--- START Data to process ---

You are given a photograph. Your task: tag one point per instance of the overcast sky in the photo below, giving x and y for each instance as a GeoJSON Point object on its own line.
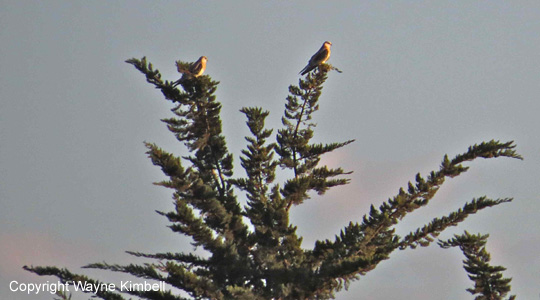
{"type": "Point", "coordinates": [420, 79]}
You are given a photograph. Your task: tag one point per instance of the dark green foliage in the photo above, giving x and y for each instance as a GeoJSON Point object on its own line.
{"type": "Point", "coordinates": [489, 283]}
{"type": "Point", "coordinates": [253, 252]}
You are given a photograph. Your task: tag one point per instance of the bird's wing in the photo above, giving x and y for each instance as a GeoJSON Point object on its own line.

--- END Data to process ---

Exercise:
Render every line of the rows above as a Markdown table with the columns No. and Line, numbering each line in order. Omit blank lines and leave the pictures out.

Complete output:
| No. | Line |
|---|---|
| 1 | You are given a photograph. Your task: tag one point per instance of the overcast sky in the photo below, giving x and y for each instance as a GeoJSON Point object on its own line. |
| 2 | {"type": "Point", "coordinates": [420, 79]} |
| 3 | You are given a photograph. Your task: tag one point per instance of the dark green foliage in the photo above, giving x and y for each instance as a GeoJSON Point object on its own line. |
| 4 | {"type": "Point", "coordinates": [489, 283]} |
| 5 | {"type": "Point", "coordinates": [253, 252]} |
| 6 | You are given a photograph. Your task: tag one point per instance of the bird's wing in the photo above, giving x and y for each instance as a GeoJSON Point object on its own line. |